## [Extract to read]
Forever Young: 3 Ways Strength Training Fights the Effects of Aging

Strength training is good for people of all ages, genders, and abilities, but can be particularly helpful as we get older. Investing time in a good strength training routine daily can help fight the effects of aging, keeping you looking and feeling younger and healthier. It is best to start when you’re young and keep going with it, but even if you start a routine when you are older it can be incredibly helpful in reversing or preventing some age related issues.

Helps to Fight Off Muscle Mass Loss


A hormone in the body called myostatin has been associated with muscle mass loss. As we get older, myostatin levels naturally increase. However, strength training specifically helps lower the levels of myostatin in the body, helping you to retain your muscle mass as you age. Obviously, strength training helps you to build muscle, as well, which helps to reduce muscle mass loss even more.

## [Exercise tasks]
A - In the article on strength training and aging, rewrite the passage starting at "Strength training is" and ending at "age related issues.", replacing "routine" with "regimen".
B - According to the article on strength training and aging, which traits of people does strength training benefit, across all their variety? List each one.
C - Condense the paragraph of the article on strength training and aging that begins "A hormone in the body called myostatin" into a short bulleted list that keeps its main facts.
Rely only on the article about strength training and aging, with no outside knowledge.

## [Exercise data]
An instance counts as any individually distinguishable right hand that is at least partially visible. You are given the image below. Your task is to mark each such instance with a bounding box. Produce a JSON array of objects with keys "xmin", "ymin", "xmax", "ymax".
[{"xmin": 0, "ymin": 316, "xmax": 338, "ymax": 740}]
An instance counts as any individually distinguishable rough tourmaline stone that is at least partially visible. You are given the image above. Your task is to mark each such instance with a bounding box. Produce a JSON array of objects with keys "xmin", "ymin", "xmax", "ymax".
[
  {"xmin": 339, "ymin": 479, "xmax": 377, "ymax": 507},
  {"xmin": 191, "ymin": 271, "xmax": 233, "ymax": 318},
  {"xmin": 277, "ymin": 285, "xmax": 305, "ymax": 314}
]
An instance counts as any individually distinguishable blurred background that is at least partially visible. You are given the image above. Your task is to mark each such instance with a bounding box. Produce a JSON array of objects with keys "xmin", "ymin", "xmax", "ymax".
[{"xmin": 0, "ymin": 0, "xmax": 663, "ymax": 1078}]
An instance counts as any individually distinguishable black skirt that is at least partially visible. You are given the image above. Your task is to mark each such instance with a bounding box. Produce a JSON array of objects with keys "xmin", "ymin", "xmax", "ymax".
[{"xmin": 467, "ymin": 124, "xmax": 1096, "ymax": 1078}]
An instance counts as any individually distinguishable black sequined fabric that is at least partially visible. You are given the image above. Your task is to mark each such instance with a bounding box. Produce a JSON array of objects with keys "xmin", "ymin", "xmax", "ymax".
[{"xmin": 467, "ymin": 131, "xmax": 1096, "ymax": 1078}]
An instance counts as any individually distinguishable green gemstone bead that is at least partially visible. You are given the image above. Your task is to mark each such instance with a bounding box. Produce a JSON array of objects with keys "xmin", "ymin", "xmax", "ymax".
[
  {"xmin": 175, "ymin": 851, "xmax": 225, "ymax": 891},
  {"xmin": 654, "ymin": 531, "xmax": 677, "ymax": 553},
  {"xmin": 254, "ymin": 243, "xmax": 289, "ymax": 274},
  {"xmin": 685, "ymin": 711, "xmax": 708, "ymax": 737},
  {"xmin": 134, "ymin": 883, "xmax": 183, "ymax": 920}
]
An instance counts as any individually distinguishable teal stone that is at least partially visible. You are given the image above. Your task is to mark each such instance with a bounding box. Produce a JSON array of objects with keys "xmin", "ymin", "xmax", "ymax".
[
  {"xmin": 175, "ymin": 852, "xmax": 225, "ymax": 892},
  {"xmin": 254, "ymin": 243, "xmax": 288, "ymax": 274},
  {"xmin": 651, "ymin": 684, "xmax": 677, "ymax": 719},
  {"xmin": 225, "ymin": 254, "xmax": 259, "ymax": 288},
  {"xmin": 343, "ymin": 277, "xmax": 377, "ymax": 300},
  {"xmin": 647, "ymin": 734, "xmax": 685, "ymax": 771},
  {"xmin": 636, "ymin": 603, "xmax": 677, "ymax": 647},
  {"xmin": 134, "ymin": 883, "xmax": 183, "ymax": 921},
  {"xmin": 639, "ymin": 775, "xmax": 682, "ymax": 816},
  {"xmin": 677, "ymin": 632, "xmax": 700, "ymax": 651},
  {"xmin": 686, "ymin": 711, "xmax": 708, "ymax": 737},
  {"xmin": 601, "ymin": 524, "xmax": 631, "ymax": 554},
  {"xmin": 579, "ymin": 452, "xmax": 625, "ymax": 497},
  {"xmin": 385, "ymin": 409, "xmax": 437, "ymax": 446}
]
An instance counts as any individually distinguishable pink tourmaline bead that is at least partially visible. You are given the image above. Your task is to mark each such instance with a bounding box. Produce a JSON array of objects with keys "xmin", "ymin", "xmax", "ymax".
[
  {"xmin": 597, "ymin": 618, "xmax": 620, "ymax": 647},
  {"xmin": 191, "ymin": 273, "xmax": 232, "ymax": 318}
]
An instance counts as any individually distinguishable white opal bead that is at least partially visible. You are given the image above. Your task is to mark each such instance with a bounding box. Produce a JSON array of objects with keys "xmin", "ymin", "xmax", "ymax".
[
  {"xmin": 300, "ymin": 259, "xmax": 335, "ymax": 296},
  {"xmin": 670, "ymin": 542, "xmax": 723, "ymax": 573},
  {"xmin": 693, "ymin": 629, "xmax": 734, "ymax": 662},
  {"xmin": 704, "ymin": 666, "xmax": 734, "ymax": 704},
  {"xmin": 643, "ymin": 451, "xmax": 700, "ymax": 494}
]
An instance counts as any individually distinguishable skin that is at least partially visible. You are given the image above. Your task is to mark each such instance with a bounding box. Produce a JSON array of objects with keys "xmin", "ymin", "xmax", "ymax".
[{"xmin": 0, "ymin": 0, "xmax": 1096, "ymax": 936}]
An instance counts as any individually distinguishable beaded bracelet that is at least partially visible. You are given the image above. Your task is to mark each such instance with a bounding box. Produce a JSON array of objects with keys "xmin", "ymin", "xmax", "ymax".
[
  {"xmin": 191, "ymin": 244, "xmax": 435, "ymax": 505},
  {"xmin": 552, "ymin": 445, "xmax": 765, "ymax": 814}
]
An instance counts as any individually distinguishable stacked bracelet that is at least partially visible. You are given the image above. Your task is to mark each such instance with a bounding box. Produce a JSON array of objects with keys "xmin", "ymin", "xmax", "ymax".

## [Answers for this exercise]
A -
Strength training is good for people of all ages, genders, and abilities, but can be particularly helpful as we get older. Investing time in a good strength training regimen daily can help fight the effects of aging, keeping you looking and feeling younger and healthier. It is best to start when you’re young and keep going with it, but even if you start a regimen when you are older it can be incredibly helpful in reversing or preventing some age related issues.

B -
- Ages
- Genders
- Abilities

C -
- Myostatin, a hormone, is associated with muscle mass loss.
- Myostatin levels naturally rise with age.
- Strength training lowers myostatin levels, helping you keep muscle mass as you age.
- Strength training also builds muscle, further reducing muscle mass loss.